= Excerpted data =
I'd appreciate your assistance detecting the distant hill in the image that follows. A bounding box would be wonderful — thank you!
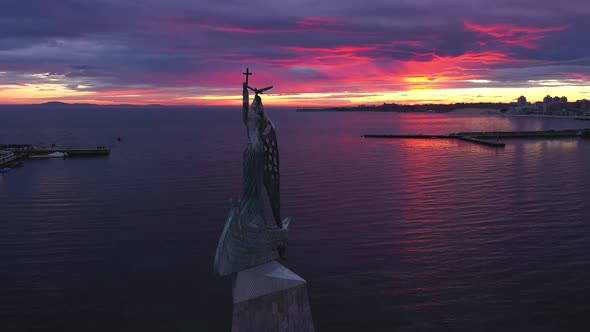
[297,102,511,113]
[2,101,164,108]
[40,101,70,106]
[0,101,202,110]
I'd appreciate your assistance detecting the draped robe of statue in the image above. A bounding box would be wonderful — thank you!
[214,94,291,276]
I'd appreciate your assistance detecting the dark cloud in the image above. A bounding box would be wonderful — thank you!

= What you are asked to do =
Where an entry holds an image, drop the image and copy the remaining text exactly.

= Written response =
I'd appreciate your assistance detecting the distant hill in the image that follows. A bounding box would be wonderful — thank you!
[297,102,511,113]
[2,101,164,108]
[40,101,70,106]
[0,101,202,110]
I'd appreciate your assistance detecting the draped robe of statue in the image above. A bounding box would be wonderful — thank you!
[214,94,291,276]
I'd appreciate your assistance detecting the dark cloud in the image above. A bounding box would be wonderful — thank you!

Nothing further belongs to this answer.